■ **Data excerpts**:

***

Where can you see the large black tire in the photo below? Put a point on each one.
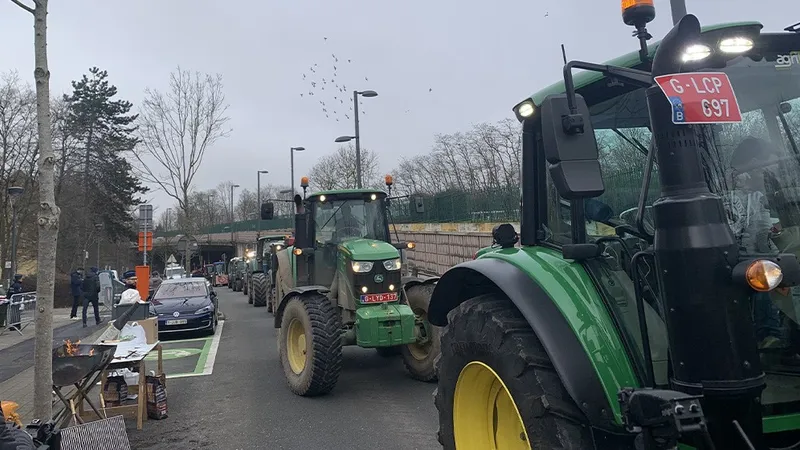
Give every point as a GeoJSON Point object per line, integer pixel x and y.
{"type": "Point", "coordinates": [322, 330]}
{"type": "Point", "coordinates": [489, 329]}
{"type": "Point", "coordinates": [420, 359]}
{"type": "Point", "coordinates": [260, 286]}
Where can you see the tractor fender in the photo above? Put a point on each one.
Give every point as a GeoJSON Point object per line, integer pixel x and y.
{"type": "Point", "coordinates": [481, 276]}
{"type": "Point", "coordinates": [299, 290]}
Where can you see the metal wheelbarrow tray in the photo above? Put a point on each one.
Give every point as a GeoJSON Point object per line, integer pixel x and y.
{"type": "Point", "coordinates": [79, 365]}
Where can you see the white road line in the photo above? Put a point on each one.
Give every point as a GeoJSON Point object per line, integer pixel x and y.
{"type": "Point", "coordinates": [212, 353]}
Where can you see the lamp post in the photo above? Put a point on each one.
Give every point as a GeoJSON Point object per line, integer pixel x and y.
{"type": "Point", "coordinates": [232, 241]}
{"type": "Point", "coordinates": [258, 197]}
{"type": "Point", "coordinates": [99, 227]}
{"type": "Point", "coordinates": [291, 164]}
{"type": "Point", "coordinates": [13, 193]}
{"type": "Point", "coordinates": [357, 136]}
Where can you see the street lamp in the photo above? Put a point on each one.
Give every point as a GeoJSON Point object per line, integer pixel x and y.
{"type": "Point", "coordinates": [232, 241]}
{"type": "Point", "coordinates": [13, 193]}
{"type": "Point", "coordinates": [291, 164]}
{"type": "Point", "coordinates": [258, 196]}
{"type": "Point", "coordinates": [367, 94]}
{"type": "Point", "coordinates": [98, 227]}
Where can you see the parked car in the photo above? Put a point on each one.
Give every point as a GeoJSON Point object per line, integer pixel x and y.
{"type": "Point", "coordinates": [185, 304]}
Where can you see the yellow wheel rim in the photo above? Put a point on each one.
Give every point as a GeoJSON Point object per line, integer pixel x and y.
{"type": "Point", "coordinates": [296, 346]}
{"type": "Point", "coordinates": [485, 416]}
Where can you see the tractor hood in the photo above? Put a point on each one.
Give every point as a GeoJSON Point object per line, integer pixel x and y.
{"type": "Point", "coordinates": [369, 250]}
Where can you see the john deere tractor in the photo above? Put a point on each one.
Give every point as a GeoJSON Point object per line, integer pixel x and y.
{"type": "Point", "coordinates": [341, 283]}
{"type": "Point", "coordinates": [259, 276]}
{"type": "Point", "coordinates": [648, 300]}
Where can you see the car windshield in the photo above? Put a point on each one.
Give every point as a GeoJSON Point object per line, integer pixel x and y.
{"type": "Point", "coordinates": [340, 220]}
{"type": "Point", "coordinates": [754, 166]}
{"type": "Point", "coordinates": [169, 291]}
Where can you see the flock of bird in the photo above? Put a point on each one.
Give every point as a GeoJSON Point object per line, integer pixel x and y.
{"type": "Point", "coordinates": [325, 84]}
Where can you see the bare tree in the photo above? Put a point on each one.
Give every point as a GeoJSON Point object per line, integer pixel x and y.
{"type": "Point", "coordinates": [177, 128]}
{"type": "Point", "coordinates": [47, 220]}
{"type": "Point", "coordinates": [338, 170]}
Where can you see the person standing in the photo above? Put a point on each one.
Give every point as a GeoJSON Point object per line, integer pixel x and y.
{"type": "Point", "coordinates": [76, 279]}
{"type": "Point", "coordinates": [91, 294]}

***

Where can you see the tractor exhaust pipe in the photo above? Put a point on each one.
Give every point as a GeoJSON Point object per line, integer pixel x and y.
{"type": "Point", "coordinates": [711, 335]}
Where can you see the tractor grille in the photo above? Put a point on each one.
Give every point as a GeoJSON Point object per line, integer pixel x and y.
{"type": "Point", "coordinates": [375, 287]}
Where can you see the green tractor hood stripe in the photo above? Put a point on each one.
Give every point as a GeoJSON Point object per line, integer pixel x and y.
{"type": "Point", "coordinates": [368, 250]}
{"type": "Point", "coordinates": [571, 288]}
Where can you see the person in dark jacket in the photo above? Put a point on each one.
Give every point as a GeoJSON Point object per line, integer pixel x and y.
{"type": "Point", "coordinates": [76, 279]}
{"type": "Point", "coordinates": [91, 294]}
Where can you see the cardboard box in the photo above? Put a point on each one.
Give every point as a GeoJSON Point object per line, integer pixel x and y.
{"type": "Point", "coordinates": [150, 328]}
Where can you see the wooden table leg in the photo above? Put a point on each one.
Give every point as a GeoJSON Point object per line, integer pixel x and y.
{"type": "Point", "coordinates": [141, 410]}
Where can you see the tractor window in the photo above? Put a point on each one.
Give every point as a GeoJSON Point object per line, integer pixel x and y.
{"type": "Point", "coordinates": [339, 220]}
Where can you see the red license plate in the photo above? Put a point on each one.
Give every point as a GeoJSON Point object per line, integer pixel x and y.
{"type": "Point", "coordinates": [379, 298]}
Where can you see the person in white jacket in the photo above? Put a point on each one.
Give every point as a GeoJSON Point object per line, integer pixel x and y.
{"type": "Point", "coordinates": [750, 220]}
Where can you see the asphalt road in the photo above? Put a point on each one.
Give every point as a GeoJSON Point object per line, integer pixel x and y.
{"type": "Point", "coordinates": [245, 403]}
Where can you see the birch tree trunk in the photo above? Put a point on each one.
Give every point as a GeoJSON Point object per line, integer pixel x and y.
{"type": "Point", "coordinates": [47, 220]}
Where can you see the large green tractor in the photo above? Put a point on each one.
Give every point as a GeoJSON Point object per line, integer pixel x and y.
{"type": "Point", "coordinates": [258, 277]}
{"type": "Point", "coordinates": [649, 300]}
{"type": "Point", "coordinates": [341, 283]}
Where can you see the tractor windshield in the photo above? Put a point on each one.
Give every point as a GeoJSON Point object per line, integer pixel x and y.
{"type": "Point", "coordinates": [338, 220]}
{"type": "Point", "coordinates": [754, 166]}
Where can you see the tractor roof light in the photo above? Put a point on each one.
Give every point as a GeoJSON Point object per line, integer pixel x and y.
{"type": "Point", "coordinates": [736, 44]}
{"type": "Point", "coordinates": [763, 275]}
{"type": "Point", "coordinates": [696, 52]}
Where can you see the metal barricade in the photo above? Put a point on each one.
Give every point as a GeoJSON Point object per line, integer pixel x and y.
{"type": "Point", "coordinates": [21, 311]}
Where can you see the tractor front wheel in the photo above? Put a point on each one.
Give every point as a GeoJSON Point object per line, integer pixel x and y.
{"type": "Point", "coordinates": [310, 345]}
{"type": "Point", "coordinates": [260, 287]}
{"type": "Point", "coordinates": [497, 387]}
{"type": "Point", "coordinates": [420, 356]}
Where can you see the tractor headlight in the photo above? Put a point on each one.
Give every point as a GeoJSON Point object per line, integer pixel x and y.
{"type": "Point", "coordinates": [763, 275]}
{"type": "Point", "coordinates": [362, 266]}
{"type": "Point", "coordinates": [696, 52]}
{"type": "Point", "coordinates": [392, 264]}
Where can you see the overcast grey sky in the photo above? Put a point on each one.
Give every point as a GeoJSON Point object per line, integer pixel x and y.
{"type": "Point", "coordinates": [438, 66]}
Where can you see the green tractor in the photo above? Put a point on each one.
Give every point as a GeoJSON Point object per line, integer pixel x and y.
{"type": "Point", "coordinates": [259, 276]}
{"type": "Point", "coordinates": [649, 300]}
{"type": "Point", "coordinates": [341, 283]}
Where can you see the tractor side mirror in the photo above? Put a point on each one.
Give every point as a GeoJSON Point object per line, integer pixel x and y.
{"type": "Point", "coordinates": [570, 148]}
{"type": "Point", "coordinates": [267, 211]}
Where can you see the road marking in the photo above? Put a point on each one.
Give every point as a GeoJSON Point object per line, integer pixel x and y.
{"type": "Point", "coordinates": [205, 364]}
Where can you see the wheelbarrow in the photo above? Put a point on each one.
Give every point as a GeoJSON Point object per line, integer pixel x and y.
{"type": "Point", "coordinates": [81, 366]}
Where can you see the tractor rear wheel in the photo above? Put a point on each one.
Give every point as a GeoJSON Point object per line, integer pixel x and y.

***

Show every line in the items above that contains the string "lamp". Case matters.

■ **Right answer**:
Where can you see the lamp post in the photo above? Put a point on each one.
Where can you see the street lamp in the photo above? Put a point on each one.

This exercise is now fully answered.